> _AIM OF THE TASK_
Copy out the full article on the AMA's opposition to public health insurance, word for word.

Joining Big Pharma and the insurance industry, the AMA
announced it is opposed to public health insurance.
"The A.M.A. does not believe that creating a public health insurance option for non-disabled individuals under age 65 is the best way to expand health insurance coverage and lower costs," read an organizational statement to the Senate Finance Committee. "The introduction of a new public plan threatens to restrict patient choice by driving out private insurers, which currently provide coverage for nearly 70 percent of Americans."
Aside from the fact that public plans do not restrict patient choice, this isn't the first time the AMA (which
ranks second only to the U.S. Chamber of Commerce over the last ten years in the amount it has spent to influence Congress) has
spoken out against public health insurance.
Forty years ago, the AMA declared its opposition to creating a public health insurance option people over age 65, complete with dire predictions of the destruction of American medicine.
Going back
further, the "AMA has fought almost every major effort at health care reform of the past 70 years."
The group's reputation on this matter is so notorious that historians pinpoint it with creating the ominous sounding phrase "socialized medicine" in the early decades of the 1900s.
"The AMA used it to mean any kind of proposal that involved an increased role for the government in the health care system," Jonathan Oberlander, a professor of health policy at the University of North Carolina, told NPR in a 2007 interview. "They also used it to mean things in the private system that they didn't like. So, at one point, HMOs were a form of socialized medicine."
Their latest opposition is based on the belief that
without private insurers in the market, "the corresponding surge in public plan participation would likely lead to an explosion of costs that would need to be absorbed by taxpayers." Critics
disagree:
Indeed, in mid-February, the Commonwealth Fund put out a report on the most cost-effective ways to revamp the health care industry. The public plan, it concluded, "plays a central role in harnessing markets for positive change" by lowering premiums for many Americans by, potentially, $1,000 a year. In addition, the Commonwealth Fund added, a public plan would help decrease the number of uninsured in the country from "an estimated 48 million in 2009 (16 percent of the U.S. population) to 4 million by 2012."

> _SUPPLIED RECORDS_
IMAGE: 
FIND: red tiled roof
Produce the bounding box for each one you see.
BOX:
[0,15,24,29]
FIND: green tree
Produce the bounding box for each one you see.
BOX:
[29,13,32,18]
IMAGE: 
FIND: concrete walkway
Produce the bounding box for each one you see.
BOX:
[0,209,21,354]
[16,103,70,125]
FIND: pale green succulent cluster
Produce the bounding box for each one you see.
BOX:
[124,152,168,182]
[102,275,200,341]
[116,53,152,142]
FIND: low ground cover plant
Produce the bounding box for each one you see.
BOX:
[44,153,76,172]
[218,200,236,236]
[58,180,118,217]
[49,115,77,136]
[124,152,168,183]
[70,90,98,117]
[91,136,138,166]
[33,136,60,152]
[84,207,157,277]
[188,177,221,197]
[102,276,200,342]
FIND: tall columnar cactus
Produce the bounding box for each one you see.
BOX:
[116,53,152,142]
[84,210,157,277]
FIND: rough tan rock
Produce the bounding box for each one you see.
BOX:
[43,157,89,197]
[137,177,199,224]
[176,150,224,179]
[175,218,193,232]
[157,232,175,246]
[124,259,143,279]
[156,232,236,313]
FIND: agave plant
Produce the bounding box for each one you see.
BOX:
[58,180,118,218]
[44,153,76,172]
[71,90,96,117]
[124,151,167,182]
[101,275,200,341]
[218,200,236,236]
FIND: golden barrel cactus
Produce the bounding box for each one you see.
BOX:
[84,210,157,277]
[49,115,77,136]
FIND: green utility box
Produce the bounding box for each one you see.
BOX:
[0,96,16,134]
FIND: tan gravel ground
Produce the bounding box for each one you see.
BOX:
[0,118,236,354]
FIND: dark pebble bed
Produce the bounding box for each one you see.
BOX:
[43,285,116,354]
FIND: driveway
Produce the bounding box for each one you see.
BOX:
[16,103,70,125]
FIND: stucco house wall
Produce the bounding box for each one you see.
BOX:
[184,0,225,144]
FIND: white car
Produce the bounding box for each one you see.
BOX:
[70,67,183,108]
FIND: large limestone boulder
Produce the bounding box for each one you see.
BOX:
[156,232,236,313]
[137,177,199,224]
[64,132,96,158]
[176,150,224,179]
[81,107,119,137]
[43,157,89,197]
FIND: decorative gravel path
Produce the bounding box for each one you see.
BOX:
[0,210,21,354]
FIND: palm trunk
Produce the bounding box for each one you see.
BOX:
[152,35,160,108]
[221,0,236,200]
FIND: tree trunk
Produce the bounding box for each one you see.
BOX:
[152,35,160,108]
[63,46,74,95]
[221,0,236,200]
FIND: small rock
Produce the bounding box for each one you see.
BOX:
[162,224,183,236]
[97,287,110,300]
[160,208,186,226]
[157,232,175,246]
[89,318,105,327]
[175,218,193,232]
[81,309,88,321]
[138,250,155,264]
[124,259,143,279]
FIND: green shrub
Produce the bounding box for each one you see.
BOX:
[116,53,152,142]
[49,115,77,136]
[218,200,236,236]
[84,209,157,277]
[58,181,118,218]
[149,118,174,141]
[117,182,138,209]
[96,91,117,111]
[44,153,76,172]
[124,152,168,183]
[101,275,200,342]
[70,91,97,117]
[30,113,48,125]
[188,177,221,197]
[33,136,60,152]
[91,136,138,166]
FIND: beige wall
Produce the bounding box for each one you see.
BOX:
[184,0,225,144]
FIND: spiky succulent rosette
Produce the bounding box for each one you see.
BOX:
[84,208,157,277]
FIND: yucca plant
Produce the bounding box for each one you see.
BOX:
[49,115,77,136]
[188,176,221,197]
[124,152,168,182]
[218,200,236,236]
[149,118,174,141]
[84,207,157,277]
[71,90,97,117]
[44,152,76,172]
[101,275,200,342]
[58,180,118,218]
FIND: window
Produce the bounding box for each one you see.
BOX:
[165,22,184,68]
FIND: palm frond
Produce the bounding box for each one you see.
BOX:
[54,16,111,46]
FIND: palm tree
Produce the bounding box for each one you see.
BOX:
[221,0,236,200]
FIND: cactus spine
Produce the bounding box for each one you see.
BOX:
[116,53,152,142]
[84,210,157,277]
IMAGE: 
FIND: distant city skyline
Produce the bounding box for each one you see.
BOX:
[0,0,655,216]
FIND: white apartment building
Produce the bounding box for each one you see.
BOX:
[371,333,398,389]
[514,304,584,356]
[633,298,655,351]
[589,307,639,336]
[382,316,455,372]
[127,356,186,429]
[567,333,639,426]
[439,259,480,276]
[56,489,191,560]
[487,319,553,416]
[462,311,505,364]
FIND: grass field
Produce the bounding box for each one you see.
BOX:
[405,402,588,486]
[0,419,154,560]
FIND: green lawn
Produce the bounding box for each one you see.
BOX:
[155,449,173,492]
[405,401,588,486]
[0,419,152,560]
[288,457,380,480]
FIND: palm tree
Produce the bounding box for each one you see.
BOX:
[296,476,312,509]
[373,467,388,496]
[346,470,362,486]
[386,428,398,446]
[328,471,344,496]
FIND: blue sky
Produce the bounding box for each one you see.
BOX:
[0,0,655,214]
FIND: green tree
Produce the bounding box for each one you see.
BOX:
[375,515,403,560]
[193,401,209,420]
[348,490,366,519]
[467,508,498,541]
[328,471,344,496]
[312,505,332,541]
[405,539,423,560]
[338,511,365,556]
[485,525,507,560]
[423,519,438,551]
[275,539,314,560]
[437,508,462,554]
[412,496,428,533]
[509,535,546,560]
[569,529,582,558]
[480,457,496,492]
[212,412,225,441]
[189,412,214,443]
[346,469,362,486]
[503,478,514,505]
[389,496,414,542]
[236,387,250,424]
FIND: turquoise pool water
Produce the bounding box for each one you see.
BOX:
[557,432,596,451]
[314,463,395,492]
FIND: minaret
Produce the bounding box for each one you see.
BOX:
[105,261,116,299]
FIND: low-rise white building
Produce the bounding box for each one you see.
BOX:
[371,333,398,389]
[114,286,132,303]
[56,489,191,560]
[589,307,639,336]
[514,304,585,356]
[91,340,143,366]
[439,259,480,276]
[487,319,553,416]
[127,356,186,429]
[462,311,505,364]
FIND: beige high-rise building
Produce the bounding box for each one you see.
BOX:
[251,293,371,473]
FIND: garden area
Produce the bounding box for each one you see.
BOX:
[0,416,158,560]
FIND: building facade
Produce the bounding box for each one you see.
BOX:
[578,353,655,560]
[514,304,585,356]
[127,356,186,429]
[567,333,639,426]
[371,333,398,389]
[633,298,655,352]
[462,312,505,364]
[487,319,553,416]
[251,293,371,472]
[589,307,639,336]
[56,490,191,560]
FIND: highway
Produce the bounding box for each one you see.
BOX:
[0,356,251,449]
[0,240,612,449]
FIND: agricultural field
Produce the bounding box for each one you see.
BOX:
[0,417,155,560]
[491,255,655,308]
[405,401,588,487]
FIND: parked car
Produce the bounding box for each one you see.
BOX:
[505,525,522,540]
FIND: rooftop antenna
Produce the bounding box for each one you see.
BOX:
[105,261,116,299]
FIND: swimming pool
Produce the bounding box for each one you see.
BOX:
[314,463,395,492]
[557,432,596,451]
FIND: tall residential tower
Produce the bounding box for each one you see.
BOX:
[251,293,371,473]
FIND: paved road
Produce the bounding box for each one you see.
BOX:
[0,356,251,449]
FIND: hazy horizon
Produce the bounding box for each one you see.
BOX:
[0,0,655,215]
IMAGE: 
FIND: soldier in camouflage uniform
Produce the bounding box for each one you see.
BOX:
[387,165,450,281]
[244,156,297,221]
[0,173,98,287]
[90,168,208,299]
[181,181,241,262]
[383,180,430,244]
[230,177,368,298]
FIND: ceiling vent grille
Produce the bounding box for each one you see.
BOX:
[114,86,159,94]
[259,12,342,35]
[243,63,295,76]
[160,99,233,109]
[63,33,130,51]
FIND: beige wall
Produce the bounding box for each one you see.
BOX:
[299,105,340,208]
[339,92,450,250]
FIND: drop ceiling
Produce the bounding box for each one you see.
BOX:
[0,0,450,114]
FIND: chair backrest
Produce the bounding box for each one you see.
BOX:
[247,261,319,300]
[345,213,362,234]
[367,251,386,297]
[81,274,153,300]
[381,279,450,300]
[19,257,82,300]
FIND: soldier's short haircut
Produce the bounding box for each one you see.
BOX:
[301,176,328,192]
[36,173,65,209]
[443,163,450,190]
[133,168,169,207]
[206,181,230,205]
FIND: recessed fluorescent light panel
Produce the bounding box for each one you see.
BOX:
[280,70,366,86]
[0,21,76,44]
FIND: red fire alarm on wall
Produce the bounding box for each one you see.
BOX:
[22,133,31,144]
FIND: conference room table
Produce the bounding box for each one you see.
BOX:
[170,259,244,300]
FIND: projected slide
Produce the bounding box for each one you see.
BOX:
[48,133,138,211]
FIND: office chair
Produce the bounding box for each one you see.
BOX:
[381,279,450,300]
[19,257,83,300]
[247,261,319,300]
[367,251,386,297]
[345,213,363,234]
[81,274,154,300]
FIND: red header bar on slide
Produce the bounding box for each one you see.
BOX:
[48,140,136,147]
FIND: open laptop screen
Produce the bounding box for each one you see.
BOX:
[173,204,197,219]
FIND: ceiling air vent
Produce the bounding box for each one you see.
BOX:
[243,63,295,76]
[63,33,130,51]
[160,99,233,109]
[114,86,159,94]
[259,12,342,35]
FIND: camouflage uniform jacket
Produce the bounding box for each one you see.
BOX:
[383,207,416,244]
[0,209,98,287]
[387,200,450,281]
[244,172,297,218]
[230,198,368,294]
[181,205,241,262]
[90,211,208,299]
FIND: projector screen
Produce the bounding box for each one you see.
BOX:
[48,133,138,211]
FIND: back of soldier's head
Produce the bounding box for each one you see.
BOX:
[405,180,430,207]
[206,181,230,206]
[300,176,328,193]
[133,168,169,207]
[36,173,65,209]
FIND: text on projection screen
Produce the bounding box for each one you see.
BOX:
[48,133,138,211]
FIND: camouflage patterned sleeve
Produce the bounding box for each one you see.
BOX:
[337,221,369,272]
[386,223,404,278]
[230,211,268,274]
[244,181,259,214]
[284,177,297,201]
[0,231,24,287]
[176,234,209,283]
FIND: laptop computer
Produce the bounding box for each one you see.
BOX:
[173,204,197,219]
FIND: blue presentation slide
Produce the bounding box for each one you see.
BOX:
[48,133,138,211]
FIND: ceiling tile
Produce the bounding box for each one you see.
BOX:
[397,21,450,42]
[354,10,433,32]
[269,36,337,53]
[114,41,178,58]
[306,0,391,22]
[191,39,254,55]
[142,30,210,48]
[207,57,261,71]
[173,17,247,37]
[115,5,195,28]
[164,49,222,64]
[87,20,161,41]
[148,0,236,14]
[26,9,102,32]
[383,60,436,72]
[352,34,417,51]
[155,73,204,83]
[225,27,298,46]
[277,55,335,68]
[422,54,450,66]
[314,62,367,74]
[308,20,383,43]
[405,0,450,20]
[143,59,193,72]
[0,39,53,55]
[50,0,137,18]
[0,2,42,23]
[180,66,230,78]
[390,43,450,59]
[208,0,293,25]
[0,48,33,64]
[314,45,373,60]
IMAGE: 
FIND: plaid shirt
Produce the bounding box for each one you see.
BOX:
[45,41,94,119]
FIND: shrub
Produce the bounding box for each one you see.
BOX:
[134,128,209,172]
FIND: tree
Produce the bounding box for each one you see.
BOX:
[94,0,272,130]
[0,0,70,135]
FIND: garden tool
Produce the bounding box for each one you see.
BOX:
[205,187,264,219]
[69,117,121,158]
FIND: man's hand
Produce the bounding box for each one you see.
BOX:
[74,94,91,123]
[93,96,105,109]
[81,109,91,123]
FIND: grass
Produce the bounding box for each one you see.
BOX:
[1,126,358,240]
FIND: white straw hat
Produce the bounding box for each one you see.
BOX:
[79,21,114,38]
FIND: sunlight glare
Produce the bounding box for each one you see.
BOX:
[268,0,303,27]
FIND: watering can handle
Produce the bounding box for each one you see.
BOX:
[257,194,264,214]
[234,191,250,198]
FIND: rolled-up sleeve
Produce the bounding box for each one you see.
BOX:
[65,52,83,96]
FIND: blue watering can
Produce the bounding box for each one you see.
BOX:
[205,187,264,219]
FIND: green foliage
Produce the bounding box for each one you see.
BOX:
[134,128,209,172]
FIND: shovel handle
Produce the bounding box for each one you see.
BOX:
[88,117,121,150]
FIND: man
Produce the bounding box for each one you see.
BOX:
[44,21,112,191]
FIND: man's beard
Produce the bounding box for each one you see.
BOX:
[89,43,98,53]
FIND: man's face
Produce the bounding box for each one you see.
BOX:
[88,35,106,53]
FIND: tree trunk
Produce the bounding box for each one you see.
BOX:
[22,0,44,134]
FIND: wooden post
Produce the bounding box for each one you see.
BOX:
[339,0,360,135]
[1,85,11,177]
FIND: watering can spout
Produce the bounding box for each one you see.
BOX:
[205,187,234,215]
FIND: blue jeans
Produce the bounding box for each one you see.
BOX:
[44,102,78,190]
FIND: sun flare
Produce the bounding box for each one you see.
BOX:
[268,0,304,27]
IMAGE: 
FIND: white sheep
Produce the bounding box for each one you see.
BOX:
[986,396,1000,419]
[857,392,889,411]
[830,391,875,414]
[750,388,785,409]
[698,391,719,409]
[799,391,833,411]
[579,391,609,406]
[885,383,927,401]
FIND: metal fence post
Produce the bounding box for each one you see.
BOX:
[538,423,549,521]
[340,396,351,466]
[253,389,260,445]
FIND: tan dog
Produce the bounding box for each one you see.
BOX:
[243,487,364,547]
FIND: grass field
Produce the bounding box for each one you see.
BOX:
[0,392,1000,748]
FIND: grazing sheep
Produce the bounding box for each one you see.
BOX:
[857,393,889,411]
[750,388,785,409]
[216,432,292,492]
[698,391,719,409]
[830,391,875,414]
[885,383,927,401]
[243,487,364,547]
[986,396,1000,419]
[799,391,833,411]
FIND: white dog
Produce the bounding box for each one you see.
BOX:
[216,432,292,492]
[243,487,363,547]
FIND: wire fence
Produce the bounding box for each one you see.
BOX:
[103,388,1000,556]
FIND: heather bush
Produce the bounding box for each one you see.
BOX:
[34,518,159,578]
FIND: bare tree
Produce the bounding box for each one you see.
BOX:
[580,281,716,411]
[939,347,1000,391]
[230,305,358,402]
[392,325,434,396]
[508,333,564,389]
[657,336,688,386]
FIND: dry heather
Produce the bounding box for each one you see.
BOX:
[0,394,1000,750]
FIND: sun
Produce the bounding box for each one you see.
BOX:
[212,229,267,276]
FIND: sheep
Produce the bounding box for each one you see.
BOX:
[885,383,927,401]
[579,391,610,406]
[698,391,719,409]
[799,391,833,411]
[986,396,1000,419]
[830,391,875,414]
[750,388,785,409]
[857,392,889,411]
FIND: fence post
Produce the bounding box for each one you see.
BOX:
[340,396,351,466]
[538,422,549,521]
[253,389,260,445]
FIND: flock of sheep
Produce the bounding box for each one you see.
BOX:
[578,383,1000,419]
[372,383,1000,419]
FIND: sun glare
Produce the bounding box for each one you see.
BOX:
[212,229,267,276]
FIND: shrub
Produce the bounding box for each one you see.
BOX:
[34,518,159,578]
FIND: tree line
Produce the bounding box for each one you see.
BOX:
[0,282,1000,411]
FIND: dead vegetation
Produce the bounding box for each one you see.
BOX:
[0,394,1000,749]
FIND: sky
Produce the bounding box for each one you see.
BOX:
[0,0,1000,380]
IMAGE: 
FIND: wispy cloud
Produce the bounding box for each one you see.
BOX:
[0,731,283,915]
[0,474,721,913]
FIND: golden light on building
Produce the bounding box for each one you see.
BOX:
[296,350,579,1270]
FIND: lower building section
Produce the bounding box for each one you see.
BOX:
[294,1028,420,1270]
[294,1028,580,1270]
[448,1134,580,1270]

> _RESPONSE TO THE TASK_
Joining Big Pharma and the insurance industry, the AMA
announced it is opposed to public health insurance.
"The A.M.A. does not believe that creating a public health insurance option for non-disabled individuals under age 65 is the best way to expand health insurance coverage and lower costs," read an organizational statement to the Senate Finance Committee. "The introduction of a new public plan threatens to restrict patient choice by driving out private insurers, which currently provide coverage for nearly 70 percent of Americans."
Aside from the fact that public plans do not restrict patient choice, this isn't the first time the AMA (which
ranks second only to the U.S. Chamber of Commerce over the last ten years in the amount it has spent to influence Congress) has
spoken out against public health insurance.
Forty years ago, the AMA declared its opposition to creating a public health insurance option people over age 65, complete with dire predictions of the destruction of American medicine.
Going back
further, the "AMA has fought almost every major effort at health care reform of the past 70 years."
The group's reputation on this matter is so notorious that historians pinpoint it with creating the ominous sounding phrase "socialized medicine" in the early decades of the 1900s.
"The AMA used it to mean any kind of proposal that involved an increased role for the government in the health care system," Jonathan Oberlander, a professor of health policy at the University of North Carolina, told NPR in a 2007 interview. "They also used it to mean things in the private system that they didn't like. So, at one point, HMOs were a form of socialized medicine."
Their latest opposition is based on the belief that
without private insurers in the market, "the corresponding surge in public plan participation would likely lead to an explosion of costs that would need to be absorbed by taxpayers." Critics
disagree:
Indeed, in mid-February, the Commonwealth Fund put out a report on the most cost-effective ways to revamp the health care industry. The public plan, it concluded, "plays a central role in harnessing markets for positive change" by lowering premiums for many Americans by, potentially, $1,000 a year. In addition, the Commonwealth Fund added, a public plan would help decrease the number of uninsured in the country from "an estimated 48 million in 2009 (16 percent of the U.S. population) to 4 million by 2012."